··· EXERCISE INPUTS ···

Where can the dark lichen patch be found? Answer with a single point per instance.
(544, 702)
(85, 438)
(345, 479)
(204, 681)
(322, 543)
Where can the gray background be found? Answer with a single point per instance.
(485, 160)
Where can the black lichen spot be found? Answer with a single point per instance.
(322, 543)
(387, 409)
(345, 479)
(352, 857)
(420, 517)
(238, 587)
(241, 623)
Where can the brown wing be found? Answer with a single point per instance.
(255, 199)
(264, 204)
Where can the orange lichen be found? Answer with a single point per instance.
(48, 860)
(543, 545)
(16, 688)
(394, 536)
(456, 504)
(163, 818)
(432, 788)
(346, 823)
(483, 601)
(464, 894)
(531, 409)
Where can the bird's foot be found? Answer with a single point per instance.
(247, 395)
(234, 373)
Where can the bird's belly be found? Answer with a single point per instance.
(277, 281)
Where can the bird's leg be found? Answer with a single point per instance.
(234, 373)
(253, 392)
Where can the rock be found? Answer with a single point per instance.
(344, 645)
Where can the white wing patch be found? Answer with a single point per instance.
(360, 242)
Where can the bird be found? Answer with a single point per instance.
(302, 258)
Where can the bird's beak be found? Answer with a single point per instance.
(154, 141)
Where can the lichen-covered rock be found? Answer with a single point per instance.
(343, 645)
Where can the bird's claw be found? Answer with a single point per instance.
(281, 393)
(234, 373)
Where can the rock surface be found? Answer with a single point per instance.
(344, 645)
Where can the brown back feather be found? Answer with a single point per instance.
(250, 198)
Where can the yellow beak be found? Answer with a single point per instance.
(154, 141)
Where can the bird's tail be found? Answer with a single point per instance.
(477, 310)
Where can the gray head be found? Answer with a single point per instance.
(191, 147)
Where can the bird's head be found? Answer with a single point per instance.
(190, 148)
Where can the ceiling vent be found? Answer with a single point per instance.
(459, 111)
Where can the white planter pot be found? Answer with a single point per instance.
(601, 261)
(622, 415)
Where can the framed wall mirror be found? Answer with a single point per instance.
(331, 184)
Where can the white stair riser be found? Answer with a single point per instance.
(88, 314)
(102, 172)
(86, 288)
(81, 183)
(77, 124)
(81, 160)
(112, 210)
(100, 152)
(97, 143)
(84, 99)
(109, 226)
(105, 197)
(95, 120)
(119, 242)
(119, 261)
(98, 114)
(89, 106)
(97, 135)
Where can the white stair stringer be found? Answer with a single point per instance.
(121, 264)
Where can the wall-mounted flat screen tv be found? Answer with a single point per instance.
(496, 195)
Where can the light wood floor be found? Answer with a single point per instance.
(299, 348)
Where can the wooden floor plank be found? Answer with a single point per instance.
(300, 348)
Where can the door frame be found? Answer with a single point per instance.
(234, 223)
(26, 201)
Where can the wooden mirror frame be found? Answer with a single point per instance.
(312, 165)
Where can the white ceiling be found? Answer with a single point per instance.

···

TASK STATEMENT » Search the entries for the line holding "Where can the wooden mirror". Return that line and the ones after it through the last, exactly.

ANSWER BOX »
Where can the wooden mirror frame be found? Answer with a single point per instance.
(312, 165)
Where can the white ceiling be found? Answer with a single point per instance.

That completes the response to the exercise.